DESCRIPTION OF THE TASK -> All lines from the one with "In this exercise you will locate the blue throw" through the end of the records below are to be given again exactly, and nothing else.

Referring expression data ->
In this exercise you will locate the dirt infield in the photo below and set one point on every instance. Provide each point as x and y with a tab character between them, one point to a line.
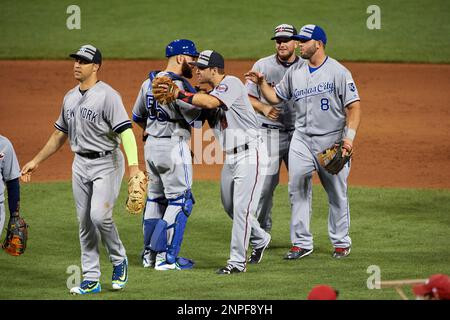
403	141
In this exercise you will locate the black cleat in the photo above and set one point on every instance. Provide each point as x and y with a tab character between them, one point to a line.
257	254
229	269
340	253
297	253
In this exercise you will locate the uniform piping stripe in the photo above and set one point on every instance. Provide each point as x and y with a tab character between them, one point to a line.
251	198
61	128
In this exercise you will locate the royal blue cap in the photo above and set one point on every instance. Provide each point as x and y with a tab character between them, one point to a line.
311	31
181	46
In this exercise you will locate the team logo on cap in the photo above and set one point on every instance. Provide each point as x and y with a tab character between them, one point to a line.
221	88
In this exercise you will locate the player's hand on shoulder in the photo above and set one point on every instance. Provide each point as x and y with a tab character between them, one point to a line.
271	113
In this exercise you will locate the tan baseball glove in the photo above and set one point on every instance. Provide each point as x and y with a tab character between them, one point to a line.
331	158
137	193
164	90
15	242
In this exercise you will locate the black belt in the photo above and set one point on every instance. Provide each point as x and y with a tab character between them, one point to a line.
94	155
238	149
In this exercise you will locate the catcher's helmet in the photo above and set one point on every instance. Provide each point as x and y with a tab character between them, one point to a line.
181	46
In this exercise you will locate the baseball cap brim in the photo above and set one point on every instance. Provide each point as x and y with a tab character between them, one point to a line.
299	37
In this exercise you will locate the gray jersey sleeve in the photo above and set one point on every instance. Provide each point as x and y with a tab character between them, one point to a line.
140	111
61	123
252	87
228	92
115	113
9	166
284	88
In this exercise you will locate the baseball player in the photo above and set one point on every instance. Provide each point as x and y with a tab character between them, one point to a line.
95	121
9	175
327	110
168	161
236	127
277	122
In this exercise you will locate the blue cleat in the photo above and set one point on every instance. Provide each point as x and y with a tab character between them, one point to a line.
87	287
120	275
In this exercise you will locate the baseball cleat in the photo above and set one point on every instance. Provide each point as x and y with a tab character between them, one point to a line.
148	258
87	287
120	275
340	253
181	264
257	254
297	253
229	269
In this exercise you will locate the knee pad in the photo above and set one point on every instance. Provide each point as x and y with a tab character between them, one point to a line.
148	229
186	202
178	231
158	240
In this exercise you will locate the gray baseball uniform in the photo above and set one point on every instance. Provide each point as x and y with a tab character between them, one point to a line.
168	163
245	163
93	120
276	134
320	98
9	170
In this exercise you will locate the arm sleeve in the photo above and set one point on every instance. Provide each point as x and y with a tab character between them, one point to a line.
61	122
228	91
252	88
130	147
115	113
140	112
13	188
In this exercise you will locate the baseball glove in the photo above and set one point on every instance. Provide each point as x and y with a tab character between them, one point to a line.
15	242
331	158
137	193
164	90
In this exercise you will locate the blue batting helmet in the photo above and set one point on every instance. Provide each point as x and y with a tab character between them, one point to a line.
181	46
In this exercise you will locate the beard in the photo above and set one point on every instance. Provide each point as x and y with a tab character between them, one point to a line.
186	70
308	53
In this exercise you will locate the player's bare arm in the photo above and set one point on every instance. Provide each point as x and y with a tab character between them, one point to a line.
269	111
266	89
53	144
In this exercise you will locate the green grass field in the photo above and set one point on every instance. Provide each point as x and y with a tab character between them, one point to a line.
403	232
414	30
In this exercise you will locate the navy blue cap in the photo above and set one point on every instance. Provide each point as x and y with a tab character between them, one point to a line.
88	53
209	59
181	46
311	31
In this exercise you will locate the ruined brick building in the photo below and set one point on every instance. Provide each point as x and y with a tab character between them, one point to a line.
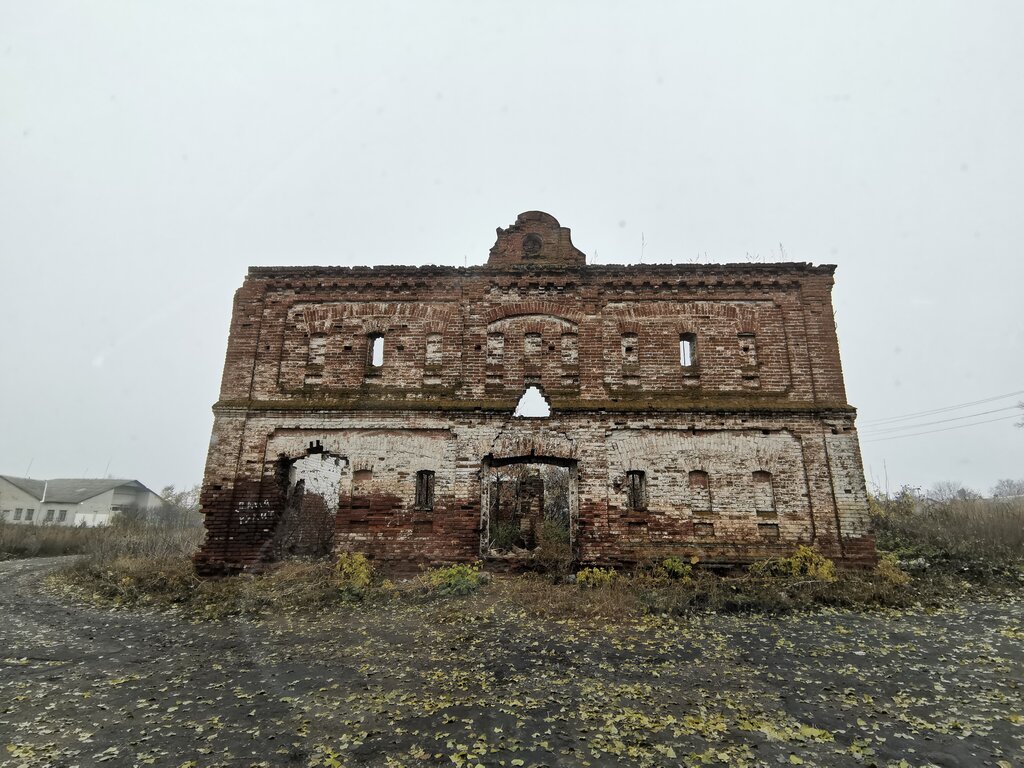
694	409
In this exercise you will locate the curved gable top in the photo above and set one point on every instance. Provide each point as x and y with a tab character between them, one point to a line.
536	238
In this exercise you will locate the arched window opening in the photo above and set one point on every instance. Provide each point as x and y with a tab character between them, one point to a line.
687	350
532	404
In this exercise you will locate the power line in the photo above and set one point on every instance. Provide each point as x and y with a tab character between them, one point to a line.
941	410
944	429
882	430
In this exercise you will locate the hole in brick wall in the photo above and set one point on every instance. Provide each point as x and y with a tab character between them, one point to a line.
532	404
361	479
528	507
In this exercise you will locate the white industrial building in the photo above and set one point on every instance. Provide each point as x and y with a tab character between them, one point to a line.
71	502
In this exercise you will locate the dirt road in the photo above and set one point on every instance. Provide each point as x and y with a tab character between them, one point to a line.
473	682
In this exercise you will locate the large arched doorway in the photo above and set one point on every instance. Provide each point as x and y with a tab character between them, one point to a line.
526	502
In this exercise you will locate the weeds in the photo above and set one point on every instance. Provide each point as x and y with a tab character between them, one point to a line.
804	563
353	574
979	538
461	579
595	578
554	553
138	540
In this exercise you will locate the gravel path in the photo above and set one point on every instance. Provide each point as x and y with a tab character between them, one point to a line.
470	682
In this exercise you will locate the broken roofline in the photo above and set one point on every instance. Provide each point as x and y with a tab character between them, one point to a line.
694	269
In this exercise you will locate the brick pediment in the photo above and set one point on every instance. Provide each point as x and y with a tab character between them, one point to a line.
536	238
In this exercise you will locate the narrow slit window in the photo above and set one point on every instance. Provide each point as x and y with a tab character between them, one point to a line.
376	346
317	349
764	494
496	349
425	489
687	350
748	350
631	349
699	484
636	489
433	350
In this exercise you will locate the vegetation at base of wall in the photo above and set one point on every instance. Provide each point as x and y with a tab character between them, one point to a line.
554	551
353	574
596	578
931	551
803	563
461	579
621	595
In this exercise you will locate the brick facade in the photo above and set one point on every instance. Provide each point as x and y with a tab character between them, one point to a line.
742	442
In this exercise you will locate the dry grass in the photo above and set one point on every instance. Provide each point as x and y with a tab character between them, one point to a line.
981	538
18	541
967	545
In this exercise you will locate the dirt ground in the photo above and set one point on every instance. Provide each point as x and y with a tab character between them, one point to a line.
469	682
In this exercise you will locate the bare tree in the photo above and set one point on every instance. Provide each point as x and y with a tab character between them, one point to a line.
1007	487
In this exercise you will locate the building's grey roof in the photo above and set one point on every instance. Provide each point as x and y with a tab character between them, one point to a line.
69	491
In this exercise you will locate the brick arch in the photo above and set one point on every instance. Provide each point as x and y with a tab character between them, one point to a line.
322	317
539	307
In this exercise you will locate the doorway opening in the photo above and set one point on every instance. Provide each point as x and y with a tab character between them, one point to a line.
529	507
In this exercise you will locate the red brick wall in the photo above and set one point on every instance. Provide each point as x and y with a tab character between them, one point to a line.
298	372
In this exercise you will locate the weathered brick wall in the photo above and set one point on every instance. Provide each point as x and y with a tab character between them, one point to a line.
762	394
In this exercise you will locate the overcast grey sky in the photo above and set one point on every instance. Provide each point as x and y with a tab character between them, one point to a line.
151	152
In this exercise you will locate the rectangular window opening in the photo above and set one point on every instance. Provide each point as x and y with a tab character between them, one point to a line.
687	350
425	489
764	493
636	489
376	346
631	349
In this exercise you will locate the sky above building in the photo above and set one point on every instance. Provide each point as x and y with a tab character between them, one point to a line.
150	153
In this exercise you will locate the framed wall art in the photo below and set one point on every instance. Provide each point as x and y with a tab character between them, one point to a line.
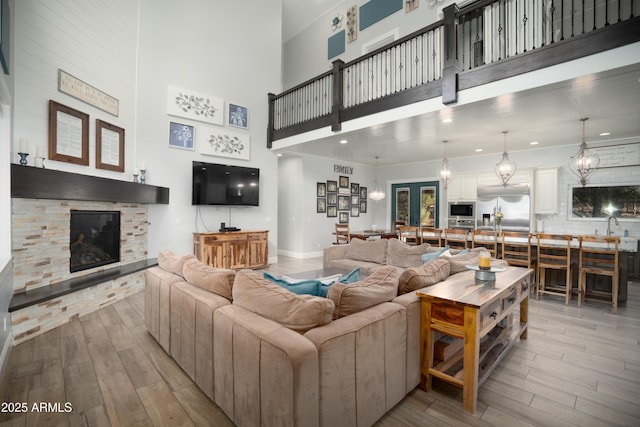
68	134
194	105
109	146
343	203
321	205
182	135
214	141
238	116
321	189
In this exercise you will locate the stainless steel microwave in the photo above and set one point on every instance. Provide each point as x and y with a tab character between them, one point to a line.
462	210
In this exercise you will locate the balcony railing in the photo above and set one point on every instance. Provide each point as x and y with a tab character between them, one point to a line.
485	41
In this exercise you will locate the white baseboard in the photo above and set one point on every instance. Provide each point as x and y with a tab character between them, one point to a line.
300	255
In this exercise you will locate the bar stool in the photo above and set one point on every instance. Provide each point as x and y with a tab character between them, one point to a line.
431	235
516	249
554	252
600	257
408	234
342	234
456	238
485	239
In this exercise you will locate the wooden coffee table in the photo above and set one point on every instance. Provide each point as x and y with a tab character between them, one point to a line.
478	313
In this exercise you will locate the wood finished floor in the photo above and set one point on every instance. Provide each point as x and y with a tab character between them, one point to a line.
579	367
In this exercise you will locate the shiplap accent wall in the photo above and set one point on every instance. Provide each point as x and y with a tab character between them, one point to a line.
94	41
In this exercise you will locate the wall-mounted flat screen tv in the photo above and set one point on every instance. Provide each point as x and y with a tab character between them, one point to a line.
217	184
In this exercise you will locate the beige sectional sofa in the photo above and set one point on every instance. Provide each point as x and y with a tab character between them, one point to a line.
269	357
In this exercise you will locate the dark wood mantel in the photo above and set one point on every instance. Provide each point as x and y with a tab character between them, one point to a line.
39	183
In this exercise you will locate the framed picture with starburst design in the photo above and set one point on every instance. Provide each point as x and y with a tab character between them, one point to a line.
215	141
182	135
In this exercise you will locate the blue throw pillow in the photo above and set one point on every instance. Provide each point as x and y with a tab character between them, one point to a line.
433	255
352	276
302	287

ANSWER BOX ->
In this exercise you will locate the blue throw pillow in the photo above and set one point on every instance. Provide each point as x and y with a tab character between them, one point to a line.
433	255
352	276
302	287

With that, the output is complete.